Document text:
=======

Recently resurfaced film footage of President John F. Kennedy’s motorcade racing down a Dallas freeway toward a hospital, moments after he was fatally shot, is set to go up for auction later this month. Experts assert that such discoveries, even over six decades later, are not entirely surprising.
“These images, these films and photographs, a lot of times they are still out there. They are still being discovered or rediscovered in attics or garages,” remarked Stephen Fagin, curator at The Sixth Floor Museum at Dealey Plaza, which recounts the events of Kennedy’s assassination on November 22, 1963.
RR Auction will offer the 8 mm home film in Boston on September 28. The footage begins with Dale Carpenter Sr. narrowly missing the limousine carrying the president and First Lady Jacqueline Kennedy but capturing other vehicles in the motorcade as they coursed down Lemmon Avenue toward downtown. The film then resumes after Kennedy is shot, capturing the motorcade speeding down Interstate 35.
“This is remarkable, in color, and you can feel the 80 mph,” stated Bobby Livingston, executive vice president of the auction house.
The 10-second footage from I-35 shows Secret Service Agent Clint Hill standing on the back of the limousine, shielding the president and Jacqueline Kennedy, whose pink suit is visible. Hill, who famously leapt onto the back of the limousine when shots rang out, recalled, “I did not know that there were not any more shots coming. I had a vision that, yes, there probably were going to be more shots when I got up there as I did.”
As the motorcade passed through Dealey Plaza in front of the Texas School Book Depository, Lee Harvey Oswald fired the fatal shots from a sniper’s perch on the sixth floor. The assassination itself was famously captured on film by Abraham Zapruder. Following the shots, the motorcade turned onto I-35, rushing toward Parkland Memorial Hospital, where Kennedy was later pronounced dead. This was the same route intended to deliver Kennedy to his next stop for a speech at the Trade Mart.

=======

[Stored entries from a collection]
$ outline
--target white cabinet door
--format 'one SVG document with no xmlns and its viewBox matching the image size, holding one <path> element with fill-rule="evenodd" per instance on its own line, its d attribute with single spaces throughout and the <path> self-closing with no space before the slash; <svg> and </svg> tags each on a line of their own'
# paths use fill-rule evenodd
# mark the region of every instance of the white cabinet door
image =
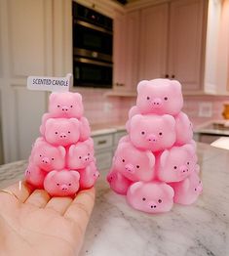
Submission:
<svg viewBox="0 0 229 256">
<path fill-rule="evenodd" d="M 53 74 L 52 0 L 0 1 L 1 105 L 5 161 L 27 158 L 39 135 L 47 94 L 28 75 Z"/>
<path fill-rule="evenodd" d="M 171 3 L 170 78 L 180 81 L 186 91 L 201 88 L 203 61 L 204 0 L 179 0 Z"/>
<path fill-rule="evenodd" d="M 166 76 L 168 12 L 168 4 L 141 11 L 139 80 Z"/>
</svg>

=======

Goal of the exercise: Could you continue the article about the Kennedy motorcade film from the point where it stops?

Expected output:
Carpenter’s grandson, James Gates, mentioned that while his family knew of the film from that day, it was not a frequent topic of conversation. When the milk crate containing the film was passed down to him, he was uncertain of what his grandfather, who died in 1991 at age 77, had captured. Projecting it onto his bedroom wall around 2010, he was initially underwhelmed by the Lemmon Avenue footage. However, the footage from I-35 left him in shock. “That was shocking,” he admitted.
Especially striking to Gates was Hill’s precarious position on the limousine’s back. When Hill’s book, “Mrs. Kennedy and Me,” was published in 2012, Gates contacted Hill and his co-author, Lisa McCubbin. McCubbin later married Hill in 2021, becoming Lisa McCubbin Hill. She praised Gates for his sensitivity in wanting Hill to view the footage first, describing the experience of watching it as “just kind of makes your heart stop.”
Although still photos from the film depicting the race down I-35 have been released by the auction house, the corresponding video remains under wraps. Farris Rookstool III, a historian, documentary filmmaker, and former FBI analyst who has seen the film, noted that it shows the rush to Parkland more comprehensively than other fragmented footage and provides “a fresh look at the race to Parkland.” He hopes the film, post-auction, will be accessible for use by filmmakers.
Fagin suggested that the assassination’s shocking nature compels people to preserve related material, indicating the potential for new discoveries. He recalled a scenario where historians speculated for years about an unidentified man seen taking photos on that fateful day. In 2002, Jay Skaggs arrived at the museum carrying a shoebox that contained 20 previously unseen images from Dealey Plaza, including rare color photographs of the rifle being removed from the Texas School Book Depository.
“He just handed that box to us,” Fagin recalled.